*WORK TO COMPLETE*:
**A.** According to the career-switching passage, on what site could short conversations with people who have left a field be set up relatively easily?
**B.** Please retype part of the career-switching passage word for word, starting with "I’ll tell you" and going on through "sales attribution issue.".

*SUPPLIED PASSAGE*:
+++

You can sort of see how this might be helpful to you. If you’re interested in switching careers right now — given the pandemic recession we’re facing — one thing that you might want to do is reach out to people who have left that field, in order to set up short conversations with them. (This could be done relatively easily on LinkedIn).
In those conversations, you’ll want to find out why they’ve left. You’ll want to find out how they’ve failed. The usual rules about using stories for skill extraction apply: you’ll want to check that a) it’s common across multiple people, and that b) it isn’t some quirk of their company or personality. You can then verify by talking to successful practitioners to dig for the equivalent coping strategies.
I’ll tell you one last story, this time an instance where I didn’t seek out the failures quickly enough. I’ve mentioned before that I’ve been learning content marketing over the past two years. About a year ago, I agreed to freelance for a friend’s company — that is, to run their content marketing efforts for them. What I should have expected, but didn’t, was the fact that first, startup marketing heads are often blamed for subpar performance. Second, content marketing — perhaps uniquely, amongst other types of marketing — has a rather pernicious sales attribution issue.

+++

*COLLECTED DATA*:
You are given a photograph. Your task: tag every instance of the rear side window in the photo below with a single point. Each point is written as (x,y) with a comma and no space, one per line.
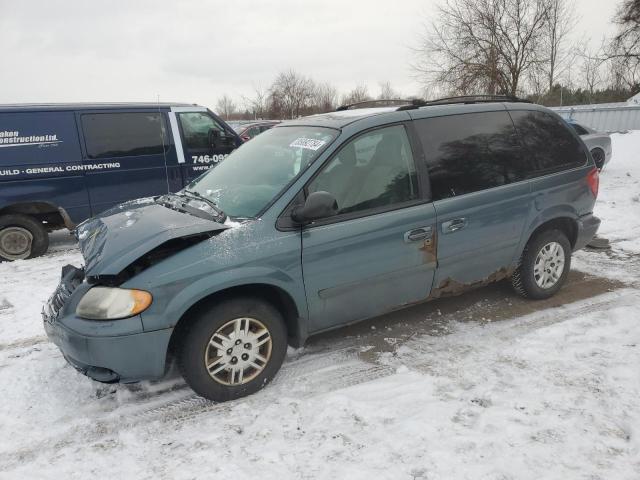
(471,152)
(548,141)
(109,135)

+++

*ANSWERS FOR THE EXERCISE*:
**A.** LinkedIn.

**B.**
I’ll tell you one last story, this time an instance where I didn’t seek out the failures quickly enough. I’ve mentioned before that I’ve been learning content marketing over the past two years. About a year ago, I agreed to freelance for a friend’s company — that is, to run their content marketing efforts for them. What I should have expected, but didn’t, was the fact that first, startup marketing heads are often blamed for subpar performance. Second, content marketing — perhaps uniquely, amongst other types of marketing — has a rather pernicious sales attribution issue.